_Records for this task_:
=== Begin Enclosure ===

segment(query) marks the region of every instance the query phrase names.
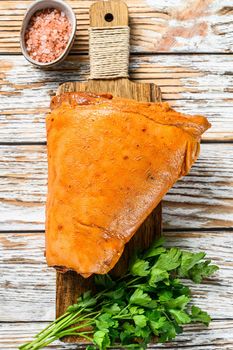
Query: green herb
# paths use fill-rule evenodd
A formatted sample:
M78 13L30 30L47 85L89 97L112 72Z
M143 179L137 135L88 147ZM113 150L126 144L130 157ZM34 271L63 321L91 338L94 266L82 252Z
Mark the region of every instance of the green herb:
M208 325L211 319L206 312L197 306L189 308L190 289L180 280L200 283L211 276L218 267L204 257L202 252L165 248L160 239L135 257L125 276L95 276L95 294L83 293L64 315L20 349L41 349L75 335L92 343L87 350L113 346L142 350L155 337L158 342L174 339L184 324Z
M207 312L205 311L202 311L199 307L197 306L192 306L192 321L193 322L201 322L201 323L204 323L208 326L208 324L210 323L211 321L211 318L210 316L207 314Z
M130 268L133 276L148 276L150 273L149 261L137 259Z

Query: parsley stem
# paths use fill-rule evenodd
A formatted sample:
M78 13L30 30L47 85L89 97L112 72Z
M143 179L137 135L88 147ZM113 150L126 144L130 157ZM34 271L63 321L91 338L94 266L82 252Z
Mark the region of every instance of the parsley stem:
M129 305L126 305L126 306L119 312L118 316L119 316L120 314L122 314L122 312L124 312L126 309L128 309L128 307L129 307Z
M84 331L84 332L73 332L73 331L64 331L59 333L59 338L63 338L66 336L74 335L76 337L81 337L83 334L91 334L93 331Z
M82 310L83 311L83 310ZM46 338L48 337L52 337L55 334L57 334L61 329L64 329L66 327L68 327L69 325L72 324L72 320L77 317L80 314L81 311L76 312L75 314L69 314L66 313L65 317L60 317L58 320L56 320L56 322L53 322L50 327L46 327L46 329L44 329L43 331L41 331L39 334L37 334L36 339L34 341L32 341L31 343L25 344L28 346L32 346L32 348L28 348L27 347L23 347L20 349L23 350L27 350L27 349L34 349L33 346L34 344L41 344L42 341L44 341ZM38 348L38 347L37 347ZM39 348L38 348L39 349Z
M113 316L114 319L116 320L131 320L132 316L129 314L121 315L121 316Z
M141 278L142 278L142 277L140 276L140 277L136 277L136 278L132 279L131 281L129 281L129 282L127 283L127 286L130 286L132 283L137 282L137 281L140 280Z
M84 333L79 333L79 336L82 338L85 338L87 340L89 340L90 342L93 342L93 339L91 337L88 337L86 334Z
M83 329L83 328L86 328L86 327L91 326L91 325L93 325L93 324L94 324L94 322L93 322L93 321L90 321L90 322L81 324L81 325L79 325L79 326L73 327L73 328L68 328L68 329L65 330L64 332L70 333L70 332L73 332L73 331L75 331L75 330L77 330L77 329L80 329L80 328ZM91 333L91 330L90 330L88 333Z
M87 318L87 317L90 317L90 316L93 316L93 315L95 315L95 317L97 317L99 314L100 314L100 312L98 312L98 311L93 311L93 312L90 312L90 313L87 314L87 315L84 315L83 318Z
M91 313L93 314L93 313ZM74 316L74 315L73 315ZM77 315L75 315L77 316ZM83 318L84 319L84 318ZM47 345L49 345L50 343L52 343L54 340L56 339L59 339L59 338L62 338L66 335L76 335L76 336L83 336L84 334L90 334L92 333L93 331L92 330L89 330L89 331L83 331L83 332L75 332L74 333L74 330L77 330L77 329L80 329L80 328L85 328L87 326L90 326L90 325L93 325L93 320L91 321L88 321L84 324L81 324L77 327L73 327L71 329L66 329L64 331L60 331L61 329L64 329L64 327L62 325L60 325L59 328L55 328L54 330L52 330L52 332L49 332L48 331L46 332L46 334L41 334L40 337L36 337L36 339L34 341L32 341L31 343L27 343L25 345L23 345L22 347L20 347L20 349L22 350L36 350L36 349L40 349L41 347L45 347ZM63 325L65 326L69 326L70 324L68 323L64 323ZM91 340L91 338L89 337L86 337L88 340Z
M124 275L124 276L118 278L118 279L116 280L116 282L120 282L120 281L122 281L122 280L125 280L125 279L127 279L128 277L130 277L130 276L131 276L131 274L130 274L130 273L127 273L126 275Z
M166 316L166 318L167 318L170 322L173 322L165 311L163 311L163 314Z
M69 315L69 312L66 312L65 314L61 315L60 317L58 317L55 321L53 321L52 323L50 323L47 327L45 327L44 329L42 329L41 332L39 332L37 334L36 337L39 337L42 333L44 333L45 331L47 331L48 328L52 328L52 326L56 323L58 323L60 320L62 320L63 318L65 318L66 316Z
M57 339L75 336L94 343L93 349L139 350L146 347L153 334L164 342L180 333L183 323L200 321L208 324L209 315L198 307L193 306L189 313L187 302L191 295L187 292L188 287L177 279L177 269L182 272L179 272L181 276L200 282L203 277L212 275L217 266L202 260L203 253L159 248L160 253L157 247L150 250L150 254L156 256L150 257L149 264L147 255L141 255L126 275L99 277L100 289L96 294L84 293L77 299L77 304L20 349L39 350ZM142 276L145 269L148 273ZM120 340L124 346L116 344Z
M79 321L79 318L77 318L77 315L72 315L72 317L69 317L65 322L62 322L61 324L58 324L54 330L52 331L52 334L58 333L61 329L65 329L72 325L73 323L76 323Z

=== End Enclosure ===

Nothing but the pictures is to be left out; repeat the data exactly.

_Exercise solution_:
segment(query) marks the region of every instance the query phrase names.
Query: green herb
# paths use fill-rule evenodd
A formatted sample:
M78 13L30 30L47 85L89 97L112 72Z
M143 179L137 135L88 147ZM113 150L126 144L130 157ZM34 271L63 321L91 338L94 266L82 252Z
Mark the region of every instance of the green herb:
M208 325L211 319L206 312L197 306L189 308L190 289L180 280L200 283L211 276L218 267L204 257L202 252L165 248L160 239L135 257L125 276L95 276L95 294L83 293L64 315L20 349L41 349L75 335L92 343L87 350L113 346L142 350L155 337L158 342L174 339L184 324Z
M207 312L205 311L202 311L199 307L197 306L192 306L192 321L193 322L201 322L201 323L204 323L208 326L208 324L210 323L211 321L211 318L210 316L207 314Z
M130 268L133 276L148 276L150 273L149 261L137 259Z

Query: parsley stem
# paths use fill-rule evenodd
A formatted sample:
M78 13L30 30L47 85L89 97L112 72Z
M143 179L137 135L88 147ZM113 150L126 144L130 157ZM34 271L63 321L91 338L94 266L82 252Z
Mark the region of every instance of the parsley stem:
M129 305L126 305L126 306L119 312L118 316L119 316L120 314L122 314L122 312L124 312L126 309L128 309L128 307L129 307Z
M84 331L84 332L73 332L73 331L64 331L59 333L59 338L63 338L66 336L74 335L76 337L81 337L83 334L91 334L93 331Z
M82 310L83 311L83 310ZM46 338L48 337L52 337L55 334L57 334L61 329L64 329L66 327L68 327L69 325L72 324L72 320L77 317L80 314L81 311L76 312L75 314L69 314L66 313L65 317L60 317L58 320L56 320L56 322L53 322L50 327L46 327L46 329L44 329L43 331L41 331L39 334L37 334L36 339L34 341L32 341L31 343L25 344L28 346L32 346L32 348L28 348L27 347L23 347L20 349L23 350L27 350L27 349L34 349L33 346L34 344L41 344L42 341L44 341ZM38 348L38 347L37 347ZM39 348L38 348L39 349Z
M113 316L114 319L116 320L131 320L132 316L129 314L121 315L121 316Z
M141 278L142 278L142 277L140 276L140 277L136 277L136 278L132 279L131 281L129 281L129 282L127 283L127 286L130 286L132 283L137 282L137 281L140 280Z
M84 333L79 333L79 336L82 338L85 338L87 340L89 340L90 342L93 342L93 339L91 337L88 337L86 334Z
M83 329L83 328L86 328L86 327L91 326L91 325L93 325L93 324L94 324L94 322L93 322L93 321L90 321L90 322L81 324L81 325L79 325L79 326L73 327L73 328L68 328L68 329L65 330L64 332L70 333L70 332L73 332L73 331L75 331L75 330L77 330L77 329L80 329L80 328ZM91 333L91 330L90 330L88 333Z
M87 318L87 317L90 317L90 316L93 316L93 315L95 315L95 317L97 317L99 314L100 314L100 312L98 312L98 311L93 311L93 312L90 312L90 313L87 314L87 315L84 315L83 318Z
M91 313L93 314L93 313ZM74 316L74 315L73 315ZM77 315L75 315L77 316ZM83 318L84 319L84 318ZM47 345L49 345L50 343L52 343L54 340L56 339L59 339L59 338L62 338L66 335L76 335L76 336L83 336L84 334L90 334L92 333L93 331L92 330L89 330L89 331L83 331L83 332L75 332L74 333L74 330L77 330L77 329L80 329L80 328L85 328L87 326L90 326L90 325L93 325L93 320L91 321L88 321L84 324L81 324L77 327L73 327L71 329L66 329L64 331L60 331L61 329L64 329L64 327L62 325L60 325L59 328L55 328L54 330L52 330L52 332L49 332L48 331L46 332L46 334L41 334L40 337L36 337L36 339L34 341L32 341L31 343L27 343L25 345L23 345L22 347L20 347L20 349L22 350L36 350L36 349L40 349L41 347L45 347ZM63 325L65 326L69 326L70 324L68 323L64 323ZM91 340L91 338L89 337L86 337L88 340Z
M124 275L124 276L118 278L118 279L116 280L116 282L120 282L120 281L122 281L122 280L125 280L125 279L127 279L128 277L130 277L130 276L131 276L131 274L130 274L130 273L127 273L126 275Z
M166 316L166 318L167 318L170 322L173 322L165 311L163 311L163 314Z
M69 315L69 312L66 312L65 314L61 315L60 317L58 317L55 321L53 321L52 323L50 323L47 327L45 327L44 329L42 329L41 332L39 332L37 334L36 337L39 337L42 333L44 333L45 331L47 331L48 328L52 328L52 326L56 323L58 323L60 320L62 320L63 318L65 318L66 316Z
M57 339L75 336L94 343L93 349L139 350L146 347L153 334L164 342L180 333L183 323L200 321L208 324L209 315L198 307L193 306L189 313L187 302L191 295L187 292L188 287L177 279L177 269L182 272L179 272L181 276L200 282L203 277L212 275L217 266L202 260L203 253L159 248L160 253L157 247L150 250L150 254L156 256L150 257L149 264L147 255L141 255L126 275L99 277L100 289L96 294L84 293L77 299L77 304L20 349L39 350ZM142 276L145 269L148 273ZM120 340L124 346L116 344Z
M79 321L79 318L77 318L77 315L72 315L72 317L69 317L65 322L62 322L61 324L58 324L54 330L52 331L52 334L58 333L61 329L65 329L72 325L73 323L76 323Z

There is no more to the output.